## [MATERIAL TO PROCESS]
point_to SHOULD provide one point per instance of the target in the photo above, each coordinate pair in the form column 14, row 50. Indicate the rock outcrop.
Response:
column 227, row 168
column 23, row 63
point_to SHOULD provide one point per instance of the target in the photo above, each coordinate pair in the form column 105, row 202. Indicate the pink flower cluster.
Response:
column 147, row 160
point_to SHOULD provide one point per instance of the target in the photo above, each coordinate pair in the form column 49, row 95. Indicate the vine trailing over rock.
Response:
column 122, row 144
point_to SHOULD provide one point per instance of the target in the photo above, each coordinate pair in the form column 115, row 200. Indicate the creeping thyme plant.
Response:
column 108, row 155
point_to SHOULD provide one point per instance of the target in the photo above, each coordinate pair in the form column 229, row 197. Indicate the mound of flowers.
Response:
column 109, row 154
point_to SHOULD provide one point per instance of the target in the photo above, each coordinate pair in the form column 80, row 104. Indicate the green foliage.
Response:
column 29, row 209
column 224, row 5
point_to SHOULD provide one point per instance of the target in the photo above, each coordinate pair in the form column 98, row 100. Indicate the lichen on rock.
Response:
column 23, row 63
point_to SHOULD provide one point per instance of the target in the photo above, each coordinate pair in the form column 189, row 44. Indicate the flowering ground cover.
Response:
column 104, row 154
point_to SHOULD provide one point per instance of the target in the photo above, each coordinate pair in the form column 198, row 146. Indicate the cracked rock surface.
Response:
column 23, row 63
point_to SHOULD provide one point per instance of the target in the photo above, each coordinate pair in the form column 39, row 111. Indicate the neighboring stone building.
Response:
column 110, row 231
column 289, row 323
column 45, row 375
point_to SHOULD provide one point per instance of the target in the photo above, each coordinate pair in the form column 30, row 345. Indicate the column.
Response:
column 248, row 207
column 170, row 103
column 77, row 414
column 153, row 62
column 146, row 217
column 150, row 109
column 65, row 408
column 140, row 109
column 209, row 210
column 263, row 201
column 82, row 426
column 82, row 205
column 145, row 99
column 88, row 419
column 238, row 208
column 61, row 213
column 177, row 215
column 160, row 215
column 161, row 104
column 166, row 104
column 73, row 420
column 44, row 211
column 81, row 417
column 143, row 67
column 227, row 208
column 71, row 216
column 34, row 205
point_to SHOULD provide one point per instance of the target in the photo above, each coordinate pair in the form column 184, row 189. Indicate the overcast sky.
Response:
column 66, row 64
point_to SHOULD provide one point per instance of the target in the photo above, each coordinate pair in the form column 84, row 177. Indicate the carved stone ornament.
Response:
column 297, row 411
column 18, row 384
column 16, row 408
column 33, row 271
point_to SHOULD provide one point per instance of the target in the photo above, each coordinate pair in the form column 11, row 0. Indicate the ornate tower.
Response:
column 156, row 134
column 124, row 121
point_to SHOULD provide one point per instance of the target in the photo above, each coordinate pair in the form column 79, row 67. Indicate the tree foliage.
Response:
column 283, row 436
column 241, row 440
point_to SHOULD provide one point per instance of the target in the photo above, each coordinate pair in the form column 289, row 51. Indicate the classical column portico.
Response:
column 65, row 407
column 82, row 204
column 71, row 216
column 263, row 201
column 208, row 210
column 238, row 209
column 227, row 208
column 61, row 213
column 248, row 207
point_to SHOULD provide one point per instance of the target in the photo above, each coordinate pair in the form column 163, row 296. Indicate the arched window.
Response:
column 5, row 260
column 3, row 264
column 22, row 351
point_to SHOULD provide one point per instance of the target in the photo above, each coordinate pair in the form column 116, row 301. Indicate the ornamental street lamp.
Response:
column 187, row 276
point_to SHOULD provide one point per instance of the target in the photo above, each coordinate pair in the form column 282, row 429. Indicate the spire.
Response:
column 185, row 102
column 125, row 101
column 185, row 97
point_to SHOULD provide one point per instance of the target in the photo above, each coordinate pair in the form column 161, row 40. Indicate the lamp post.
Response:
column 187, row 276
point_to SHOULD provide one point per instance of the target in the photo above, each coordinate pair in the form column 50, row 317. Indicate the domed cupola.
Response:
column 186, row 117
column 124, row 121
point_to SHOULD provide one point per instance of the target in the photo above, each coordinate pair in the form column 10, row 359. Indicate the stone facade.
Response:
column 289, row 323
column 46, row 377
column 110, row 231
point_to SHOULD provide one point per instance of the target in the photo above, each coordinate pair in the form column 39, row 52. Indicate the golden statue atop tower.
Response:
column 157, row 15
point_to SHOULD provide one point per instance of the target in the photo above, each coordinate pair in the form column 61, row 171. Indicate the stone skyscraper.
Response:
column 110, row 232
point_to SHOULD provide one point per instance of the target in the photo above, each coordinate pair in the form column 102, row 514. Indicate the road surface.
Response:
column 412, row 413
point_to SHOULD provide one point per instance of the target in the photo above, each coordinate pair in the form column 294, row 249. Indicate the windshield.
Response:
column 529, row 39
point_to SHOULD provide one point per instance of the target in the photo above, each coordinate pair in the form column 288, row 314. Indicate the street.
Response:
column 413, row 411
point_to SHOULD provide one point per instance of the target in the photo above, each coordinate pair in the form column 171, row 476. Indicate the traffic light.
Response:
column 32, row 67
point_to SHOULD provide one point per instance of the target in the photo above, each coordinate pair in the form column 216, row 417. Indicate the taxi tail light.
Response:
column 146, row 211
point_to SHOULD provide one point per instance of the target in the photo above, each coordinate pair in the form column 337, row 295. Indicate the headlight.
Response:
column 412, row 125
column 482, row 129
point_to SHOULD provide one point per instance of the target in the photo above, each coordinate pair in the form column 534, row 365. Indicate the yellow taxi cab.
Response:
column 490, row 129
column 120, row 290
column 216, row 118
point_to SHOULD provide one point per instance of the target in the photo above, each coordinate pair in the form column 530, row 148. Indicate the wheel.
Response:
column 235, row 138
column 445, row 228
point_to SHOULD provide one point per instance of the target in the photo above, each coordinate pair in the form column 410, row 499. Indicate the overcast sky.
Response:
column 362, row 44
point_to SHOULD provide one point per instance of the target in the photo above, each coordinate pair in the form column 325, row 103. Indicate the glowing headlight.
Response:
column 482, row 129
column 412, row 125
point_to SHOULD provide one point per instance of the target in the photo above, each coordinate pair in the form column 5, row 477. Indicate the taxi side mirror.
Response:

## [BRIEF]
Rewrite all of the data above as a JSON list of strings, with one string for each line and blank lines omitted.

## [RESPONSE FOR THIS EXERCISE]
[
  "point_to SHOULD provide one point per instance of the target in the photo above, each coordinate pair in the form column 14, row 50. Indicate the rock outcrop.",
  "Response:",
  "column 227, row 168",
  "column 23, row 63",
  "point_to SHOULD provide one point per instance of the target in the photo above, each coordinate pair in the form column 105, row 202. Indicate the pink flower cluster.",
  "Response:",
  "column 147, row 160",
  "point_to SHOULD provide one point per instance of the target in the photo above, each coordinate pair in the form column 49, row 95. Indicate the vine trailing over rock.",
  "Response:",
  "column 122, row 144",
  "point_to SHOULD provide one point per instance of the target in the photo above, each coordinate pair in the form column 115, row 200. Indicate the creeping thyme plant.",
  "Response:",
  "column 108, row 155",
  "point_to SHOULD provide one point per instance of the target in the photo above, each coordinate pair in the form column 229, row 197. Indicate the mound of flowers.",
  "Response:",
  "column 109, row 154",
  "point_to SHOULD provide one point per instance of the target in the photo above, each coordinate pair in the form column 80, row 104. Indicate the green foliage.",
  "Response:",
  "column 29, row 209",
  "column 224, row 5",
  "point_to SHOULD provide one point per instance of the target in the photo above, each coordinate pair in the form column 98, row 100. Indicate the lichen on rock.",
  "Response:",
  "column 23, row 63",
  "point_to SHOULD provide one point per instance of the target in the photo above, each coordinate pair in the form column 189, row 44. Indicate the flowering ground cover.",
  "Response:",
  "column 104, row 154",
  "point_to SHOULD provide one point per instance of the target in the photo above, each coordinate pair in the form column 198, row 146. Indicate the cracked rock surface.",
  "Response:",
  "column 23, row 63",
  "point_to SHOULD provide one point per instance of the target in the photo above, each coordinate pair in the form column 39, row 111. Indicate the neighboring stone building.",
  "Response:",
  "column 110, row 231",
  "column 289, row 323",
  "column 45, row 375",
  "point_to SHOULD provide one point per instance of the target in the photo above, each coordinate pair in the form column 30, row 345. Indicate the column.",
  "Response:",
  "column 248, row 207",
  "column 170, row 103",
  "column 77, row 414",
  "column 153, row 62",
  "column 146, row 217",
  "column 150, row 109",
  "column 65, row 408",
  "column 140, row 109",
  "column 209, row 210",
  "column 263, row 201",
  "column 82, row 426",
  "column 82, row 205",
  "column 145, row 99",
  "column 88, row 419",
  "column 238, row 208",
  "column 61, row 213",
  "column 177, row 215",
  "column 160, row 215",
  "column 161, row 104",
  "column 166, row 104",
  "column 73, row 420",
  "column 44, row 211",
  "column 81, row 417",
  "column 143, row 67",
  "column 227, row 208",
  "column 71, row 216",
  "column 34, row 205",
  "point_to SHOULD provide one point per instance of the target in the photo above, each coordinate pair in the form column 184, row 189. Indicate the overcast sky.",
  "Response:",
  "column 66, row 64",
  "point_to SHOULD provide one point per instance of the target in the photo above, each coordinate pair in the form column 84, row 177. Indicate the carved stone ornament.",
  "Response:",
  "column 297, row 411",
  "column 18, row 384",
  "column 16, row 408",
  "column 33, row 271",
  "point_to SHOULD provide one point per instance of the target in the photo above, each coordinate pair in the form column 11, row 0. Indicate the ornate tower.",
  "Response:",
  "column 156, row 134",
  "column 124, row 121",
  "point_to SHOULD provide one point per instance of the target in the photo above, each coordinate pair in the form column 79, row 67. Indicate the tree foliage.",
  "Response:",
  "column 283, row 436",
  "column 241, row 440",
  "point_to SHOULD provide one point per instance of the target in the photo above, each coordinate pair in the form column 289, row 51. Indicate the classical column portico.",
  "Response:",
  "column 65, row 407",
  "column 82, row 204",
  "column 71, row 216",
  "column 263, row 201",
  "column 208, row 210",
  "column 238, row 209",
  "column 227, row 208",
  "column 61, row 213",
  "column 248, row 207",
  "point_to SHOULD provide one point per instance of the target in the photo above, each coordinate pair in the form column 163, row 296. Indicate the arched window.",
  "Response:",
  "column 5, row 260",
  "column 3, row 264",
  "column 22, row 351",
  "point_to SHOULD provide one point per instance of the target in the photo above, each coordinate pair in the form column 116, row 301. Indicate the ornamental street lamp.",
  "Response:",
  "column 187, row 276",
  "point_to SHOULD provide one point per instance of the target in the photo above, each coordinate pair in the form column 282, row 429. Indicate the spire.",
  "Response:",
  "column 185, row 102",
  "column 125, row 101",
  "column 185, row 97",
  "point_to SHOULD provide one point per instance of the target in the photo above, each coordinate pair in the form column 161, row 40. Indicate the lamp post.",
  "Response:",
  "column 187, row 276",
  "point_to SHOULD provide one point per instance of the target in the photo above, each coordinate pair in the form column 50, row 317. Indicate the domed cupola.",
  "Response:",
  "column 186, row 117",
  "column 124, row 121",
  "point_to SHOULD provide one point per instance of the target in the photo above, each coordinate pair in the form column 10, row 359. Indicate the stone facade.",
  "Response:",
  "column 289, row 323",
  "column 46, row 377",
  "column 110, row 231",
  "point_to SHOULD provide one point per instance of the target in the photo above, each coordinate pair in the form column 39, row 52. Indicate the golden statue atop tower.",
  "Response:",
  "column 157, row 15",
  "point_to SHOULD provide one point per instance of the target in the photo above, each coordinate pair in the form column 61, row 171. Indicate the stone skyscraper.",
  "Response:",
  "column 110, row 232",
  "point_to SHOULD provide one point per instance of the target in the photo above, each coordinate pair in the form column 102, row 514. Indicate the road surface.",
  "Response:",
  "column 412, row 413",
  "point_to SHOULD provide one point per instance of the target in the photo above, each coordinate pair in the form column 294, row 249. Indicate the windshield.",
  "Response:",
  "column 529, row 39",
  "point_to SHOULD provide one point per instance of the target in the photo above, each coordinate pair in the form column 288, row 314. Indicate the street.",
  "Response:",
  "column 413, row 411",
  "point_to SHOULD provide one point per instance of the target in the photo above, each coordinate pair in the form column 171, row 476. Indicate the traffic light.",
  "Response:",
  "column 32, row 67",
  "point_to SHOULD provide one point per instance of the target in the photo above, each coordinate pair in the form column 216, row 417. Indicate the taxi tail light.",
  "Response:",
  "column 146, row 211",
  "point_to SHOULD provide one point per instance of the target in the photo above, each coordinate pair in the form column 337, row 295. Indicate the headlight.",
  "Response:",
  "column 412, row 125",
  "column 482, row 129",
  "point_to SHOULD provide one point per instance of the target in the photo above, each coordinate pair in the form column 534, row 365. Indicate the yellow taxi cab.",
  "Response:",
  "column 490, row 129",
  "column 120, row 290",
  "column 216, row 118",
  "point_to SHOULD provide one point per instance of the target in the photo above, each coordinate pair in the form column 530, row 148. Indicate the wheel.",
  "Response:",
  "column 235, row 138",
  "column 445, row 228",
  "point_to SHOULD provide one point per instance of the target in the photo above, each coordinate pair in the form column 410, row 499. Indicate the overcast sky.",
  "Response:",
  "column 362, row 44",
  "point_to SHOULD provide one point per instance of the target in the photo above, each coordinate pair in the form column 325, row 103. Indicate the glowing headlight.",
  "Response:",
  "column 482, row 129",
  "column 412, row 125",
  "point_to SHOULD provide one point per instance of the target in the photo above, each coordinate pair in the form column 5, row 477. Indicate the taxi side mirror.",
  "Response:"
]